--- Raw data ---

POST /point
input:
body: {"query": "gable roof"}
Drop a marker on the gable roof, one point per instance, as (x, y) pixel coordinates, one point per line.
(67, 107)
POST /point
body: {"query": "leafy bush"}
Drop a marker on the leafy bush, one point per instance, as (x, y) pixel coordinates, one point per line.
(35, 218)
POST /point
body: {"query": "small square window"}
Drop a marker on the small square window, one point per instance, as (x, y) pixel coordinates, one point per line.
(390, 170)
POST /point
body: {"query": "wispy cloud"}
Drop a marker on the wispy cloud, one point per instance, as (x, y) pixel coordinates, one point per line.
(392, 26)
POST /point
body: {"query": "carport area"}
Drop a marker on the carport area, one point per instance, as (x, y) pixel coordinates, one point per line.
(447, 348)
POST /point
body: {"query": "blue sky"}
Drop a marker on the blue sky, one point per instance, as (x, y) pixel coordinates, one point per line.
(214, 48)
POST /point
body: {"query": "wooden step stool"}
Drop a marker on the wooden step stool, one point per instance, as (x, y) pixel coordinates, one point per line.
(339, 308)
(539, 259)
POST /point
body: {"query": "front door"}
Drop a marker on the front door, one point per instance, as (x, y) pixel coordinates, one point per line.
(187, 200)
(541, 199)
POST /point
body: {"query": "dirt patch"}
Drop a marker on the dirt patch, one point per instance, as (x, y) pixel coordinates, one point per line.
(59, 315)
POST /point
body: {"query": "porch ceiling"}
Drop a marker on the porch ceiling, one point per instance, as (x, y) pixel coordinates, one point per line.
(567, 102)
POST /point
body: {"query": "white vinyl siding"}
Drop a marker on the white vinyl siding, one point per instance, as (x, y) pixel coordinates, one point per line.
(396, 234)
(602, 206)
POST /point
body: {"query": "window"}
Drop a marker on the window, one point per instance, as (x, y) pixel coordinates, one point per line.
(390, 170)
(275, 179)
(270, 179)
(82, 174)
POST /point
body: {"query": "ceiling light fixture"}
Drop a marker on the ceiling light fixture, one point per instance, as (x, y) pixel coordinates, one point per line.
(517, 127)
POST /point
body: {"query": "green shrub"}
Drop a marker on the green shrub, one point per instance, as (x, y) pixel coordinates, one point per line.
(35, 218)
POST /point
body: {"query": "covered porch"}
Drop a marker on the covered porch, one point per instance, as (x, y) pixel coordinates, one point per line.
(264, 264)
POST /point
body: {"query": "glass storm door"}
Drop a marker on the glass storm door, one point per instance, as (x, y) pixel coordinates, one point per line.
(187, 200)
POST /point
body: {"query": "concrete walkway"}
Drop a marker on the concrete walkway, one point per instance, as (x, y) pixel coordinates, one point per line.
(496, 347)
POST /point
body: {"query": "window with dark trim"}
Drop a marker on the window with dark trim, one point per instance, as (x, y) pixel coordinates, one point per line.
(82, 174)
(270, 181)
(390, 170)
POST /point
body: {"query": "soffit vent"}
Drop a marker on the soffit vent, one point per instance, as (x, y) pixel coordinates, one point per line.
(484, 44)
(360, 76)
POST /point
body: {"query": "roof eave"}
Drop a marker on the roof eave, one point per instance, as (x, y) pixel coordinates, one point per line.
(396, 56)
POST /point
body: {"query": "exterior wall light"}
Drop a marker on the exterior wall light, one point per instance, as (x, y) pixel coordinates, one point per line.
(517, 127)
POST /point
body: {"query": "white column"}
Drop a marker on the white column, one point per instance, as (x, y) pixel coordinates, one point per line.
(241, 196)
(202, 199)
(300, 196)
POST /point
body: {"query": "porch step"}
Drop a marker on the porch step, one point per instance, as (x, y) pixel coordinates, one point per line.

---

[Task statement]
Please transcribe all of the data above exactly.

[Result of the exercise]
POST /point
input:
body: {"query": "gable roof"}
Drop a marker on the gable roof, one point per instance, as (x, y) pixel coordinates, one point per line.
(67, 107)
POST /point
body: {"query": "leafy bush"}
Drop a marker on the leafy bush, one point per instance, as (x, y) pixel coordinates, one point per line.
(35, 218)
POST /point
body: {"query": "small square window"}
Drop a marker on the small square window, one point per instance, as (x, y) pixel coordinates, one point per line.
(390, 170)
POST /point
body: {"query": "wispy cloud"}
Drop a marker on the wispy cloud, one point per instance, as (x, y) pixel coordinates, one point per line.
(392, 26)
POST /point
body: {"query": "carport area"}
Drop a marker on the carport area, one point per instance, as (x, y) pixel coordinates, one point per line.
(447, 348)
POST /point
body: {"query": "blue sky"}
Drop a marker on the blue sky, one point per instance, as (x, y) pixel coordinates, one point per line.
(214, 48)
POST /point
body: {"query": "wooden step stool"}
Drop a marker on the wooden step stool, one point per instance, as (x, y) pixel coordinates, one point per line.
(339, 308)
(539, 259)
POST /point
body: {"query": "front door"}
Drop a marker on the front door, one point per instance, as (x, y) pixel coordinates, one point per line.
(187, 200)
(541, 199)
POST /point
body: {"query": "dirt patch"}
Drop a marker on the dirt patch, one point per instance, as (x, y) pixel coordinates, one point per line.
(59, 315)
POST /point
body: {"query": "porch ceiling"}
Drop a marker on the porch ceiling, one point per instance, as (x, y) pixel coordinates, one point per line.
(567, 102)
POST /point
body: {"query": "white vinyl siding"}
Drop a marker on the white vinyl siding, one point per instance, as (x, y) pixel coordinates, one point per line.
(396, 234)
(602, 206)
POST /point
body: {"query": "window"}
Drop a marker on the window, one point per instance, as (x, y) pixel coordinates, one point per line.
(390, 170)
(275, 179)
(270, 179)
(82, 174)
POST /point
body: {"query": "ceiling light fixture"}
Drop a marker on the ceiling light fixture, one point per instance, as (x, y) pixel coordinates, one point per line.
(517, 127)
POST /point
body: {"query": "green shrub"}
Drop a marker on the green shrub, one point per instance, as (x, y) pixel coordinates, one point per line.
(35, 218)
POST /point
body: {"query": "covered porch"}
Drop a marker on the covered porch, one point per instance, as (x, y) pixel coordinates, one point per line.
(264, 264)
POST /point
body: {"query": "glass storm door"}
Drop a marker on the glass storm door, one point per instance, as (x, y) pixel coordinates, one point per line.
(187, 200)
POST /point
body: {"query": "concrete walkway"}
Drop a marker on the concrete walkway, one point per instance, as (x, y) pixel coordinates, one point per line.
(496, 347)
POST /point
body: {"query": "window with dark trim"}
Drop a marker on the window with dark trim, one point per instance, as (x, y) pixel coordinates, one point per line.
(82, 174)
(270, 181)
(390, 170)
POST /point
body: {"query": "soffit vent"}
Drop a marker on the soffit vent, one point per instance, as (x, y) pixel coordinates, one point per line.
(484, 44)
(360, 76)
POST /point
body: {"query": "roof eave"}
Drop a marker on the roof eave, one point per instance, as (x, y) pixel coordinates, one point per line.
(396, 56)
POST /point
body: {"query": "exterior wall light"}
Drop a marker on the exterior wall light, one point per instance, as (x, y) pixel coordinates, one point per line.
(517, 127)
POST /point
body: {"query": "white column"}
Drop a marker on the white column, one point per instance, as (x, y) pixel coordinates, one point per line.
(241, 196)
(202, 199)
(300, 196)
POST /point
body: {"query": "porch step"}
Drop a marker on the porch step, one point per instance, as (x, y) pixel coordinates, one point per line.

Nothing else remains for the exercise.